Copy out the entries below exactly as they stand, but only from the line containing "[[179, 640], [225, 775]]" through the line containing "When queried with the metal hinge".

***** DATASET

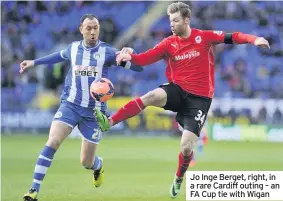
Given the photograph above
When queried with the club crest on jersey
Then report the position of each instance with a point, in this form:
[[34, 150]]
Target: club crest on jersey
[[89, 71], [198, 39], [96, 56], [188, 55], [217, 32]]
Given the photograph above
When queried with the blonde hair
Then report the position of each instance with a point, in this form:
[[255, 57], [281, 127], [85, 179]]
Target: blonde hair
[[181, 7]]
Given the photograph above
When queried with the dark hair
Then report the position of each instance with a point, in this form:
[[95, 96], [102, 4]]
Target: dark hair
[[181, 7], [89, 16]]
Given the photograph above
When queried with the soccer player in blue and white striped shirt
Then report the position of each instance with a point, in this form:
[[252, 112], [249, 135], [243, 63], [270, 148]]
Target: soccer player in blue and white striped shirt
[[90, 59]]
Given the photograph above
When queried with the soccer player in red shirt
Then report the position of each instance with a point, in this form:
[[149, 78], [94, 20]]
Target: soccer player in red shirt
[[190, 71]]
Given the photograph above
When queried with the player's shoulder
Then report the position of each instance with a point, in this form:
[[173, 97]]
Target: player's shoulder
[[198, 31], [170, 38], [109, 48], [76, 42]]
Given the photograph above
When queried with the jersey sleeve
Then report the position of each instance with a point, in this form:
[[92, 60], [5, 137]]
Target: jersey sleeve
[[214, 37], [152, 55], [66, 53]]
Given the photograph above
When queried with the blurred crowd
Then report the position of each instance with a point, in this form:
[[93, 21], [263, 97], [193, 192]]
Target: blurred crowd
[[31, 29]]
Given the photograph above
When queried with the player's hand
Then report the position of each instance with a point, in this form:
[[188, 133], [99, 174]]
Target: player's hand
[[261, 42], [123, 57], [125, 50], [26, 64]]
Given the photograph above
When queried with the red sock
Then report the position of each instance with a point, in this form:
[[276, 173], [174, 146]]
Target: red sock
[[129, 110], [184, 162]]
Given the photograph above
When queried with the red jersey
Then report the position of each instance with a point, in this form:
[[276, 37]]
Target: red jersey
[[190, 61]]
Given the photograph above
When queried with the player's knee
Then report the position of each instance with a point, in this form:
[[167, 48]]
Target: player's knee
[[187, 147], [53, 142], [86, 163], [154, 98], [188, 142]]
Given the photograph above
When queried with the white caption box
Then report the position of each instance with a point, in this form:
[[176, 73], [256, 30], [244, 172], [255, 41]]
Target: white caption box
[[234, 185]]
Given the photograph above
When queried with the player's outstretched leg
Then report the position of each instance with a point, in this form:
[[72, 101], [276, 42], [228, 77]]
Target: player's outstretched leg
[[157, 97], [129, 110], [185, 157], [98, 173], [58, 132], [43, 163], [90, 142]]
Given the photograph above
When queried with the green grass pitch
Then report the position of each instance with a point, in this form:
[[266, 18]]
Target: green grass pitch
[[136, 168]]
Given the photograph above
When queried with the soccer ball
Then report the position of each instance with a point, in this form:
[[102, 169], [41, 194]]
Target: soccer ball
[[102, 90]]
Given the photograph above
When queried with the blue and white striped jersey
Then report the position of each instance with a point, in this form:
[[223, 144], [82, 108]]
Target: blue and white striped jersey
[[87, 65]]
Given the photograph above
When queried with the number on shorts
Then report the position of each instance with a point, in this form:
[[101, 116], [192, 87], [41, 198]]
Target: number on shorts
[[200, 117]]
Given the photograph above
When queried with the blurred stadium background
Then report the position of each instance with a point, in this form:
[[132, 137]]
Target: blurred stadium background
[[245, 124]]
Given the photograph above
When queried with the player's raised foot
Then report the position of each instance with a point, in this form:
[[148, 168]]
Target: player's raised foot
[[176, 187], [102, 120], [31, 195], [98, 176]]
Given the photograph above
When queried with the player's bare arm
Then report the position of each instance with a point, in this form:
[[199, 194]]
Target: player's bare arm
[[26, 64], [150, 56], [262, 42]]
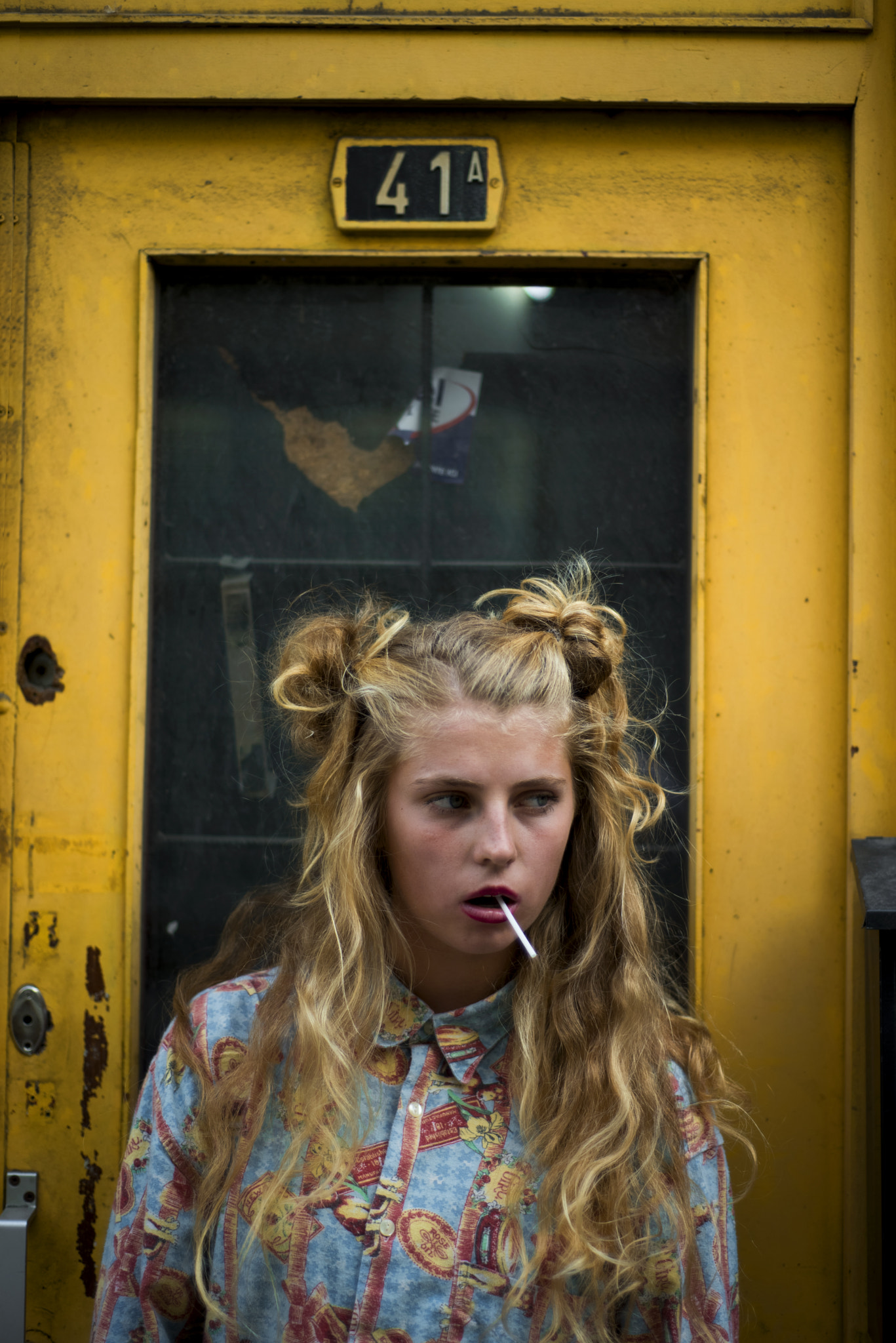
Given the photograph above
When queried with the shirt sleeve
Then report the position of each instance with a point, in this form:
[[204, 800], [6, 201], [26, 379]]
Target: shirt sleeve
[[661, 1313], [147, 1289]]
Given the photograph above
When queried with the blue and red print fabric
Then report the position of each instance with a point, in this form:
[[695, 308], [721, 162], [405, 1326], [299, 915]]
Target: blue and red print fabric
[[417, 1247]]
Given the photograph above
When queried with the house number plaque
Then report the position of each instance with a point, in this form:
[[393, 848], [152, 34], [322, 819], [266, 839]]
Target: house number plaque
[[417, 184]]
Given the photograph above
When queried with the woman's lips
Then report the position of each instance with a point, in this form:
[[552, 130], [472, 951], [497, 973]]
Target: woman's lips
[[490, 913]]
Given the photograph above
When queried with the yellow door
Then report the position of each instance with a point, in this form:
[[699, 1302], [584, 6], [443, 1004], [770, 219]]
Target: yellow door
[[754, 209]]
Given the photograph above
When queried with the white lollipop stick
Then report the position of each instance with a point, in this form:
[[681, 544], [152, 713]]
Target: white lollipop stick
[[516, 929]]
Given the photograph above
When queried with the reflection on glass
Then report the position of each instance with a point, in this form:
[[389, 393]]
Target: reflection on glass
[[293, 412]]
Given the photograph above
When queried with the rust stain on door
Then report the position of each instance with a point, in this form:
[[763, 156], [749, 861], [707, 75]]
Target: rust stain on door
[[87, 1235], [94, 1066]]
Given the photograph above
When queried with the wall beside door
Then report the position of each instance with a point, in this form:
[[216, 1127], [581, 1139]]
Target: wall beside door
[[761, 201]]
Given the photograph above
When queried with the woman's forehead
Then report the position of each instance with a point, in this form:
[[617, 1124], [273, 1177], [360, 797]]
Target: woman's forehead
[[471, 729]]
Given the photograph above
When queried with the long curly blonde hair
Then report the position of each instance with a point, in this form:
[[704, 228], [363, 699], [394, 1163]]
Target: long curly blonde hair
[[594, 1029]]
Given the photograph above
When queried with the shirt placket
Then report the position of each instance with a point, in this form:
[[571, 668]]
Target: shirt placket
[[389, 1198]]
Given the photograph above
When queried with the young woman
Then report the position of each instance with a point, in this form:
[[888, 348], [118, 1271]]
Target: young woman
[[391, 1123]]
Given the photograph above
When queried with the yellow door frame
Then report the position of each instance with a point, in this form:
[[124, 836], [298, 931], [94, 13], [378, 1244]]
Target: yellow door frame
[[737, 69]]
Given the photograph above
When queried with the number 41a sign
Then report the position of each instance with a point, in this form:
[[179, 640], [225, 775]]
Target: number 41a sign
[[417, 184]]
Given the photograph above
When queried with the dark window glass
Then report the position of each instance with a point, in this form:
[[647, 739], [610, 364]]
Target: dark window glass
[[289, 437]]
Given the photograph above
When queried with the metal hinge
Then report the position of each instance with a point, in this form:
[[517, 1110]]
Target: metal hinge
[[20, 1204]]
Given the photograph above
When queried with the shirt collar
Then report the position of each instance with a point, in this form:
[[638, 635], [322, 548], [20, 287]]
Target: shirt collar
[[464, 1036]]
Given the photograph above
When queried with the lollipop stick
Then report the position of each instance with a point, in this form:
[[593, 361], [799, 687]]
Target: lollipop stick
[[518, 930]]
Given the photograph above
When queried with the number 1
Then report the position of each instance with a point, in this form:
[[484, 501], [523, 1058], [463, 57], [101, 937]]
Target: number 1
[[399, 199], [444, 164]]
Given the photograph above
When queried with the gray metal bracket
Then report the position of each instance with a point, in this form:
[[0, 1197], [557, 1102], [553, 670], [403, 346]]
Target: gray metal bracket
[[19, 1208]]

**********

# RESPONSE TO THE TASK:
[[179, 640], [225, 775]]
Target: number 41a sign
[[417, 184]]
Given the photograph above
When queried with the dark window glass
Then report the position of each instance with a point, in this form:
[[647, 739], [610, 364]]
Target: dark window glass
[[289, 437]]
Given the photograph above
When queried with the metal hinge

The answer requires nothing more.